Aim of the exercise:
List every line of the records that contains the string "with". Case counts.

↓↓↓

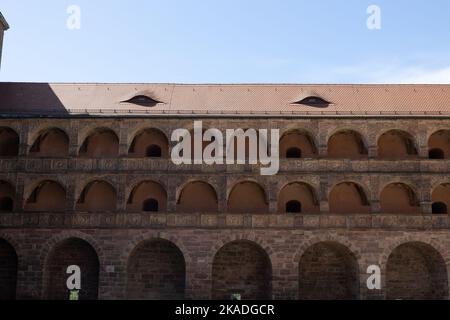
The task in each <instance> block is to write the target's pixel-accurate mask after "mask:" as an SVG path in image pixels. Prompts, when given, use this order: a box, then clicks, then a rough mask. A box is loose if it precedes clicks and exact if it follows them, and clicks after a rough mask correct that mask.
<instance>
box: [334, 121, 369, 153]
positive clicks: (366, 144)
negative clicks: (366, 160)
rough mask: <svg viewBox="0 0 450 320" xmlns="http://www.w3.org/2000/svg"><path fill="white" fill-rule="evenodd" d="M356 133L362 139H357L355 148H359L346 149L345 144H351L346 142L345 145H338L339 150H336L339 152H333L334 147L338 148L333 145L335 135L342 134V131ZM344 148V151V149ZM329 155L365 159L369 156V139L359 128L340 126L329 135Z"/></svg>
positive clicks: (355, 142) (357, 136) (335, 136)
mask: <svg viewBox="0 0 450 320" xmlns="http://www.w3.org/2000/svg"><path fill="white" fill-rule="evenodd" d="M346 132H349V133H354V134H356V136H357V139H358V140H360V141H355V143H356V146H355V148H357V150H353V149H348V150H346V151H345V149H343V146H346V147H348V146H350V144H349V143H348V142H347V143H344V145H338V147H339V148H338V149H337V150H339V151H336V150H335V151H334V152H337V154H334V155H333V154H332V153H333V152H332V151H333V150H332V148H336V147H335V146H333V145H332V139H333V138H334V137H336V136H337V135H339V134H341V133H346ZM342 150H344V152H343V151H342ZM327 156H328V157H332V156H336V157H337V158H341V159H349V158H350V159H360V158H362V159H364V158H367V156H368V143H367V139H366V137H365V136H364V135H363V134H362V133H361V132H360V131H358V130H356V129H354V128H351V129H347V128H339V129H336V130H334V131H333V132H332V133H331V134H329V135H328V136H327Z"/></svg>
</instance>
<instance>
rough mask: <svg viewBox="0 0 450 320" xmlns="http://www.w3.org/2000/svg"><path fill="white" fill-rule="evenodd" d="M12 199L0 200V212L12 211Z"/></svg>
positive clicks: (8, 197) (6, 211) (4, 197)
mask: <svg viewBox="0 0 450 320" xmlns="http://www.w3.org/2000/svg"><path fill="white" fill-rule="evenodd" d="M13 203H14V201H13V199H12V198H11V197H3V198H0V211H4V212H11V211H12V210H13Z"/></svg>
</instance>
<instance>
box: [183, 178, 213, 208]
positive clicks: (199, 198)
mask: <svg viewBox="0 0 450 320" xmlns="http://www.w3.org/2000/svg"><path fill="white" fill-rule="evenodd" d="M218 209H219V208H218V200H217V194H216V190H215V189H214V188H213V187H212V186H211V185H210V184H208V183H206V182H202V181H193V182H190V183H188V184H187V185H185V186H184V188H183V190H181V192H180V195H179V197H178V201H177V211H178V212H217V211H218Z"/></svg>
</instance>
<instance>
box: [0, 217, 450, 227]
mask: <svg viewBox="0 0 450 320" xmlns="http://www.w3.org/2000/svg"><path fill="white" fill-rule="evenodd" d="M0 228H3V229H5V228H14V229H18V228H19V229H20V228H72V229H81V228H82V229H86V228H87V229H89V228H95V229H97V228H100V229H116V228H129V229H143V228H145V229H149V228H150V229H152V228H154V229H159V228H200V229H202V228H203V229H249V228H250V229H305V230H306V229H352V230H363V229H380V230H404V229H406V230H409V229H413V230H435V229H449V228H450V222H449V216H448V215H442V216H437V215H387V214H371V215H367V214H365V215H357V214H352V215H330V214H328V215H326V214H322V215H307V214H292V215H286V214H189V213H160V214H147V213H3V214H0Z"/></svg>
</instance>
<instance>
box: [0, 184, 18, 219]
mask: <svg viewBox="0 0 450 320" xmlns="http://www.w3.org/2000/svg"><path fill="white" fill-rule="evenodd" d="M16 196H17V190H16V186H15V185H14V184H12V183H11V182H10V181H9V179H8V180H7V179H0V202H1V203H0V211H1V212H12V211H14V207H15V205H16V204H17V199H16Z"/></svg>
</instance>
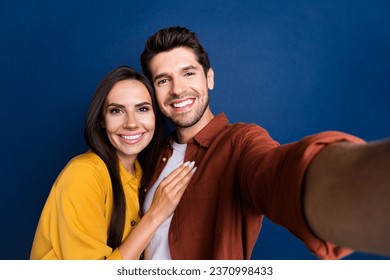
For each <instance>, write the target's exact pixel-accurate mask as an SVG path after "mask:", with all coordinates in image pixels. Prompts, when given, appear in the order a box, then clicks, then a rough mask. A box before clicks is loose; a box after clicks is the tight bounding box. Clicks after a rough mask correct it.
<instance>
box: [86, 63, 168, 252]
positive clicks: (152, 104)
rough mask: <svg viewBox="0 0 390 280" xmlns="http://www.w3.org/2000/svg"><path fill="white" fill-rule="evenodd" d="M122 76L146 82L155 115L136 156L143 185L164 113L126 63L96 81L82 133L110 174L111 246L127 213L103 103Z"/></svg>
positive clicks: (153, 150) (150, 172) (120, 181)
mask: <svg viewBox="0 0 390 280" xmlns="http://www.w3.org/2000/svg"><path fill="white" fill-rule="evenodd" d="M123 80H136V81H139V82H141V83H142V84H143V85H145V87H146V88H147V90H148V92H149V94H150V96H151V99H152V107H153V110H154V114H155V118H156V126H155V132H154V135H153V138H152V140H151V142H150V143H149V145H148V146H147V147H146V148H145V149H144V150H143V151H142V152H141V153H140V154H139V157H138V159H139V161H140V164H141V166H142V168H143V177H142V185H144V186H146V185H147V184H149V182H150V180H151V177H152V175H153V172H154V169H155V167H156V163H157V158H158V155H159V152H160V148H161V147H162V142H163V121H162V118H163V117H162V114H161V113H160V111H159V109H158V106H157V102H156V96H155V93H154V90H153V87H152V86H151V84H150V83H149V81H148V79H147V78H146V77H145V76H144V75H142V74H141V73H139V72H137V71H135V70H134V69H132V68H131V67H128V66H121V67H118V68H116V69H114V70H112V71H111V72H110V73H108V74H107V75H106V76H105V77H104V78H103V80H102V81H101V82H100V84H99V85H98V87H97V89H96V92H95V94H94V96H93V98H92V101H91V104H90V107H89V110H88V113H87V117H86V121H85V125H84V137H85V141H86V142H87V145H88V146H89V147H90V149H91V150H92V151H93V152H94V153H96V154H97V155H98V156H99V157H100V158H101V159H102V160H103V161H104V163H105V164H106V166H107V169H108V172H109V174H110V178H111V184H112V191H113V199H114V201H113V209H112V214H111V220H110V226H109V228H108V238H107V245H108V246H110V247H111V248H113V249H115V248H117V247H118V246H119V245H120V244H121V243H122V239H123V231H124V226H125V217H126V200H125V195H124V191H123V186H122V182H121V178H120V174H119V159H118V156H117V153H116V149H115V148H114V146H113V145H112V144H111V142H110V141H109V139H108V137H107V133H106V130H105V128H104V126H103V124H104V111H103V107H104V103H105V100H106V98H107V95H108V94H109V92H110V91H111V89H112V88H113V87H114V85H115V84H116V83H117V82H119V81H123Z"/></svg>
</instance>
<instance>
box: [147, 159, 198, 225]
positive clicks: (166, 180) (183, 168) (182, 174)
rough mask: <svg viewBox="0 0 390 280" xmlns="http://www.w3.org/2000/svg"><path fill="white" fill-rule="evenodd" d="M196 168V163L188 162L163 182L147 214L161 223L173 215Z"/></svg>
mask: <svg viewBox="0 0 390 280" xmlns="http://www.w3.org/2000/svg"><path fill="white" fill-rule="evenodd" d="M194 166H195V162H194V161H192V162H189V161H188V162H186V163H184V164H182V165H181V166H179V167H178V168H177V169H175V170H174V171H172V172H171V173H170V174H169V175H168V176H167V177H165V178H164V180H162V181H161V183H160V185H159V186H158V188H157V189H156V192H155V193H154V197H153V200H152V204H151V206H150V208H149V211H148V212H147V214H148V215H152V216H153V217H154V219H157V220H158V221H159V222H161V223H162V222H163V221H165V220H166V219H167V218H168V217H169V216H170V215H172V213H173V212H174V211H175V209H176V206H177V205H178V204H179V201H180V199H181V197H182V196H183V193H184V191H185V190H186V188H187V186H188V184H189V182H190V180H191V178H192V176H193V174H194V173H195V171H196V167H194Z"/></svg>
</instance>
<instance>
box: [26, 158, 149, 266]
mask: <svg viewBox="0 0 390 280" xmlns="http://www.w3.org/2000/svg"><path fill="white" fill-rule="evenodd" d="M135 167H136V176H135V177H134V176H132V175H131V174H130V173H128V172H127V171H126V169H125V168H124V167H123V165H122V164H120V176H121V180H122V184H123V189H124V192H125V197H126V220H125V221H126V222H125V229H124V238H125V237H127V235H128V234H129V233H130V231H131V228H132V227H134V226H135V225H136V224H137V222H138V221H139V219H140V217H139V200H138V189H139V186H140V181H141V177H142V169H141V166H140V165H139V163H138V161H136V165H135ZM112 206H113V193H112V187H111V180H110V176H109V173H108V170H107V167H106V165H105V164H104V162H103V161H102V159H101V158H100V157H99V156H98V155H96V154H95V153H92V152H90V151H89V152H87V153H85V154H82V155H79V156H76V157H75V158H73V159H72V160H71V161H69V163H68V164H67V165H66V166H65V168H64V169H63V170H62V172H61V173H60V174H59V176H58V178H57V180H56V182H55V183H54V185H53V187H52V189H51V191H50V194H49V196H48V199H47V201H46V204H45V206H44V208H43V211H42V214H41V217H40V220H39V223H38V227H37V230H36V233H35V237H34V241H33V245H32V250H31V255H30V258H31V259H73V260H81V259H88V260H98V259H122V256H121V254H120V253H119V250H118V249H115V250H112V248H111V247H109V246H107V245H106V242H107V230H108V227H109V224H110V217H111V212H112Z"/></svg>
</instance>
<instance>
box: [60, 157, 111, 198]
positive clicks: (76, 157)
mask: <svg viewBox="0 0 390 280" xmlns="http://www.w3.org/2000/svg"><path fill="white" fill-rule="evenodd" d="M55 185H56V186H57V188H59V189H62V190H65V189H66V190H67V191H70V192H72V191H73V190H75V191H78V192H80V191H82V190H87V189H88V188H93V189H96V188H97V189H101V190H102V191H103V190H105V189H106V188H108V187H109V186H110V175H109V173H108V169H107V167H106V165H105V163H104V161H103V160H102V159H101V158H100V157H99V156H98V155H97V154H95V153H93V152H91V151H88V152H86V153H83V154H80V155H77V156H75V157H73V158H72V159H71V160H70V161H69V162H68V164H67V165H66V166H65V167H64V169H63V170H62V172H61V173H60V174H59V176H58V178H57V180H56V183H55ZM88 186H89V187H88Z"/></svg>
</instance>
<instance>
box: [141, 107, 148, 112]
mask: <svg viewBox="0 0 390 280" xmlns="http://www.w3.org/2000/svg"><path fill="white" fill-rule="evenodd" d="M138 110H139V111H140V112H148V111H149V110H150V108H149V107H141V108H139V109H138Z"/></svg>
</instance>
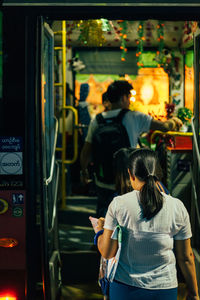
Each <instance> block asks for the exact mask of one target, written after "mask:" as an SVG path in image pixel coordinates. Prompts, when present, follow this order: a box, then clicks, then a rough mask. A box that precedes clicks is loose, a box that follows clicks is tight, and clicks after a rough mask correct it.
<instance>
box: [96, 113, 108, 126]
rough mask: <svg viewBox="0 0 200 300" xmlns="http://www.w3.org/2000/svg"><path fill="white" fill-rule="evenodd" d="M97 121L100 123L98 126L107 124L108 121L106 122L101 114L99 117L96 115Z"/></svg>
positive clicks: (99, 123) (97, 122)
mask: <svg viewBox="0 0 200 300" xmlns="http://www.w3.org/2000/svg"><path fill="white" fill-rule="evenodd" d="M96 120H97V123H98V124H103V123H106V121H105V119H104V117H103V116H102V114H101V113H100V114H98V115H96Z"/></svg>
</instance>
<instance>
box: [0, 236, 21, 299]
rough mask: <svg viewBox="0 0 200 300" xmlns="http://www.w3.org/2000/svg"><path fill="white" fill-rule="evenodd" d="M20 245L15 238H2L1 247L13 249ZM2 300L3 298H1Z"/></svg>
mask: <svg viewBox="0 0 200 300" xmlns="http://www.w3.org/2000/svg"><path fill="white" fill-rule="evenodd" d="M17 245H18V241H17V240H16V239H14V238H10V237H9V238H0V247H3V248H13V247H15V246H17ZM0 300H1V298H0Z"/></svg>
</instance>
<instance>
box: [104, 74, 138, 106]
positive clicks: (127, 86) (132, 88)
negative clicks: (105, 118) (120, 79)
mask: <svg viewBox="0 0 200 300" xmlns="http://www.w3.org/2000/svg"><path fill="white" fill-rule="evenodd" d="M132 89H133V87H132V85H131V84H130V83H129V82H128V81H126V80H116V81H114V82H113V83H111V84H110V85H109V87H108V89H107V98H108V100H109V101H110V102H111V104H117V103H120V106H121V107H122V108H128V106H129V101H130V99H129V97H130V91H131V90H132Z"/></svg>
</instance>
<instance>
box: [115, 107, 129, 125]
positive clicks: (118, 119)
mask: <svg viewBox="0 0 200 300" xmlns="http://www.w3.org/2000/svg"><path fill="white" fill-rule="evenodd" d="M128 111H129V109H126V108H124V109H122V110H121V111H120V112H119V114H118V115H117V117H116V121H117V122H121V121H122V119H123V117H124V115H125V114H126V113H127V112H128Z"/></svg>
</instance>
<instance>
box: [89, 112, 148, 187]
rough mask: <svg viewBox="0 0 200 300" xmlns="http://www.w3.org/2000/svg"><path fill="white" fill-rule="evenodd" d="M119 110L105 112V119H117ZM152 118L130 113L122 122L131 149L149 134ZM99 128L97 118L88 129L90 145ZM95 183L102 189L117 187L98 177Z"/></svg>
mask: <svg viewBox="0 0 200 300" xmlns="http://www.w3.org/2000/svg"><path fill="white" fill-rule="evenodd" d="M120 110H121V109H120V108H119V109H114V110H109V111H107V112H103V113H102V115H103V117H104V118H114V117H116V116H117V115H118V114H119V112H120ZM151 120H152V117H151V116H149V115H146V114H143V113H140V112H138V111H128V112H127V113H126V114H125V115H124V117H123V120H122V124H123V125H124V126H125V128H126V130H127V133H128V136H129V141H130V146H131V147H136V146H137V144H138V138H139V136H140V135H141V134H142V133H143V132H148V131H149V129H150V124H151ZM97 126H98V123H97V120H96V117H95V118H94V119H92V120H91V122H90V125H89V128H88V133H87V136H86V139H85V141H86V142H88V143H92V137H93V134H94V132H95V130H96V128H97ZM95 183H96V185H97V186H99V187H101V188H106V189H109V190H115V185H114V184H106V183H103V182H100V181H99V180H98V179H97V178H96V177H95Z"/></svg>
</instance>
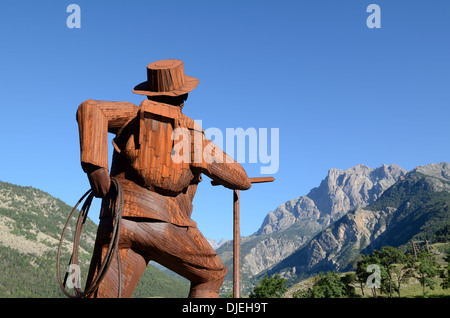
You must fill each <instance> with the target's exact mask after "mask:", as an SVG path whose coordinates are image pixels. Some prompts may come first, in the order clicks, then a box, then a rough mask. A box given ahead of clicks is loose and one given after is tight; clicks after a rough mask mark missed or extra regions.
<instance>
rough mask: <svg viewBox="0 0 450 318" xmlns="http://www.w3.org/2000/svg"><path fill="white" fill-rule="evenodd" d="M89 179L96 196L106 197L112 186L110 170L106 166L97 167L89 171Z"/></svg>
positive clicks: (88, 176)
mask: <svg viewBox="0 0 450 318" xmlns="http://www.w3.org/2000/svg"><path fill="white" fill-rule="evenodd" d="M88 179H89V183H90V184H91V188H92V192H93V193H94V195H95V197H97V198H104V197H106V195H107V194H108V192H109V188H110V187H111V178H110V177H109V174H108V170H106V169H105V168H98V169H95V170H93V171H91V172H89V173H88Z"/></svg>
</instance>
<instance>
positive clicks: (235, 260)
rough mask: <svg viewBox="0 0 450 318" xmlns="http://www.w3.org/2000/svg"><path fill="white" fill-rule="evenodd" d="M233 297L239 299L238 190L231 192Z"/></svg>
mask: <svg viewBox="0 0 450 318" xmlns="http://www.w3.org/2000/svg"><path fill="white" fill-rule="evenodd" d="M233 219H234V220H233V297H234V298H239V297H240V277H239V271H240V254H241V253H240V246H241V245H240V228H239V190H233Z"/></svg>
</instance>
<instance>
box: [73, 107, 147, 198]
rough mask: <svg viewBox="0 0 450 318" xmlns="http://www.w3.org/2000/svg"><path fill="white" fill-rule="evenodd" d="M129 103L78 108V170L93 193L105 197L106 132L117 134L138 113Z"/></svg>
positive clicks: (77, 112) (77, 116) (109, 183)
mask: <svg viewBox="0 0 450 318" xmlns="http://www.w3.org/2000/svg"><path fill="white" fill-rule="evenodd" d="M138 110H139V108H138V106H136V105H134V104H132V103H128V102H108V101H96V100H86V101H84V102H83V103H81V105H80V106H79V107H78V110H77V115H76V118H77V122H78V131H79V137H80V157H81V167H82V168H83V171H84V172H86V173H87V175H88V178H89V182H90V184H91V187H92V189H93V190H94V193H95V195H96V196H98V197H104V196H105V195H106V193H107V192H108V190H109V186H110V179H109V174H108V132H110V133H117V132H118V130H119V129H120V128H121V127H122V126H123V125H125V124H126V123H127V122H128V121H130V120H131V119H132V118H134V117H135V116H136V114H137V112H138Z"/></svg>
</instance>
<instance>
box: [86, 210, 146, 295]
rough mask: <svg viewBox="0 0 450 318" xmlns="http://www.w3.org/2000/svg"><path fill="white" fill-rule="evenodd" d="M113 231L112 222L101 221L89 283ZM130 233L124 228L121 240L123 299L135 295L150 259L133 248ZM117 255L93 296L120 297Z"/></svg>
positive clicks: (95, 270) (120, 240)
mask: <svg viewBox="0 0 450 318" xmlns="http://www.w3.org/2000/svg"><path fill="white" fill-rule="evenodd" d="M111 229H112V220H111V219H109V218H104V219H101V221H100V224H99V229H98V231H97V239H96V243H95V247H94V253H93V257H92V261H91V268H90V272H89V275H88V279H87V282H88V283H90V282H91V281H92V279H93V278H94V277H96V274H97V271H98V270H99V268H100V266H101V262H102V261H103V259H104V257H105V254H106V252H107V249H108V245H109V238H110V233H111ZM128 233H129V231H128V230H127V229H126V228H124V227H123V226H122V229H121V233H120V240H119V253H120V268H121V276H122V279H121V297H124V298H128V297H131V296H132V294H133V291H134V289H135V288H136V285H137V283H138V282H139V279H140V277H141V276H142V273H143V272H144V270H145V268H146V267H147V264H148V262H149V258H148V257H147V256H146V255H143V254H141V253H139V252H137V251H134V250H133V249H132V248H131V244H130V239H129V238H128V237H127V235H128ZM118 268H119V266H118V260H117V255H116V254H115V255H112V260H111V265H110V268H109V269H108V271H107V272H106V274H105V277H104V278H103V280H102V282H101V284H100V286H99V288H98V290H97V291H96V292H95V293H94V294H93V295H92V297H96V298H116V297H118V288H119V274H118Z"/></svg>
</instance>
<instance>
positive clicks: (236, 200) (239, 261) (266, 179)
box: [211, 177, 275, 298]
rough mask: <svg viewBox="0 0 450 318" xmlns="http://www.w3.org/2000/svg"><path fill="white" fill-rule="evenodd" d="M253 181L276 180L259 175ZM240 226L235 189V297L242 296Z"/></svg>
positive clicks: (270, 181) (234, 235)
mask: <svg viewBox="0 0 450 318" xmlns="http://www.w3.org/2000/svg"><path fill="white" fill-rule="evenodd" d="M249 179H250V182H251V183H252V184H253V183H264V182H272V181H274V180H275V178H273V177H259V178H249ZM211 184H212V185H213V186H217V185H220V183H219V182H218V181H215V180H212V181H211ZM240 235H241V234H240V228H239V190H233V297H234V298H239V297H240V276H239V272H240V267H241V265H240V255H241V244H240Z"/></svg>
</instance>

↑↑↑

Task output:
For each <instance>, write the target's exact pixel-accurate mask as an SVG path after "mask:", with all coordinates in image pixels. Prompts, when given, appear in the order a box, then clicks, then a rough mask. A box before clicks is loose; a box after clicks is the tight bounding box. Clicks after a rough mask correct it.
You must fill each <instance> with the target's exact mask after "mask:", as an SVG path whose coordinates are image pixels. Some prompts may come first, in the order clicks, then a box, then a rough mask. A box given ahead of clicks is loose and one given after is tight; clicks after a rough mask mark missed or extra regions.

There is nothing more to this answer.